**Travail demandé**
(A) Recopiez le passage de l'extrait sur la fugue de Nicole Courtois, depuis les mots « Mais rapidement on » jusqu'aux mots « humanité et d'énergie. » inclus.
(B) D'après l'extrait sur la fugue de Nicole Courtois, en quelle région la jeune fille se rend-elle avec une bande de copains ?
(C) En vous appuyant sur l'extrait sur la fugue de Nicole Courtois, expliquez dans quel but la jeune fugueuse adresse des lettres à sa mère.

**Extrait à lire**
☆ ☆ ☆

Mais rapidement on passe au récit d'une autre fugue, celle de Nicole Courtois à l'âge de 17 ans, sautant par la fenêtre de son pavillon ouvrier d'Argenteuil, fin des années 50. La jeune fille n'en peut plus du monde étriqué qui s'offre à elle, ne se voyant pas rentrer dans le moule d'une vie conformiste. Et l'on découvre sous la plume d'
Arthur H une jeune femme courageuse, viscéralement éprise de liberté, d'autonomie, d'une vie dégagée de tout carcan. Sa fugue la conduira avec une bande de copains en Corse, son retour contraint quelques mois plus tard en banlieue parisienne ne signera pas un renoncement à ses rêves, bien au contraire. le narrateur reproduit quelques lettres que la jeune fugueuse adresse à sa mère pour tenter de lui expliquer ses choix et la rassurer, des courriers poignants de généreuse humanité et d'énergie.

☆ ☆ ☆

**Entrées d'étiquetage de la position des objets**
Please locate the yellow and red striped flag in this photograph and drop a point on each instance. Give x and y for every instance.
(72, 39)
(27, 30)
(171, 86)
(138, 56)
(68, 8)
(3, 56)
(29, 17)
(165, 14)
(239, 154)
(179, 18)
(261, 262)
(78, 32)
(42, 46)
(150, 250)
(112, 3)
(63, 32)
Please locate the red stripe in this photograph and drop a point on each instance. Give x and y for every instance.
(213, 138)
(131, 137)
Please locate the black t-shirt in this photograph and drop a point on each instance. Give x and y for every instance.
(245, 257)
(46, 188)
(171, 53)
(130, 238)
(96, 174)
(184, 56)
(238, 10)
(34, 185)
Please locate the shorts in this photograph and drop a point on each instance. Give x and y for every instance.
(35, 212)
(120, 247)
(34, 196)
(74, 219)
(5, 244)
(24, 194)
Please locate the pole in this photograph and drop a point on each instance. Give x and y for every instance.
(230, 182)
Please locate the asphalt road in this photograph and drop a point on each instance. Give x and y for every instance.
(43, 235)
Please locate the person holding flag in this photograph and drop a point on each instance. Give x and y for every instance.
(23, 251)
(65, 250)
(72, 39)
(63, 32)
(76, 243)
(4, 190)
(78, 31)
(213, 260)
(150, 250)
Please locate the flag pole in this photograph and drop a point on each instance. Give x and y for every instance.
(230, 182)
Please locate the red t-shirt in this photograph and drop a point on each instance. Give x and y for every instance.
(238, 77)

☆ ☆ ☆

**Réponses fournies**
(A)
Mais rapidement on passe au récit d'une autre fugue, celle de Nicole Courtois à l'âge de 17 ans, sautant par la fenêtre de son pavillon ouvrier d'Argenteuil, fin des années 50. La jeune fille n'en peut plus du monde étriqué qui s'offre à elle, ne se voyant pas rentrer dans le moule d'une vie conformiste. Et l'on découvre sous la plume d'
Arthur H une jeune femme courageuse, viscéralement éprise de liberté, d'autonomie, d'une vie dégagée de tout carcan. Sa fugue la conduira avec une bande de copains en Corse, son retour contraint quelques mois plus tard en banlieue parisienne ne signera pas un renoncement à ses rêves, bien au contraire. le narrateur reproduit quelques lettres que la jeune fugueuse adresse à sa mère pour tenter de lui expliquer ses choix et la rassurer, des courriers poignants de généreuse humanité et d'énergie.

(B) En Corse.

(C) Elle écrit à sa mère pour tenter de lui expliquer ses choix et pour la rassurer.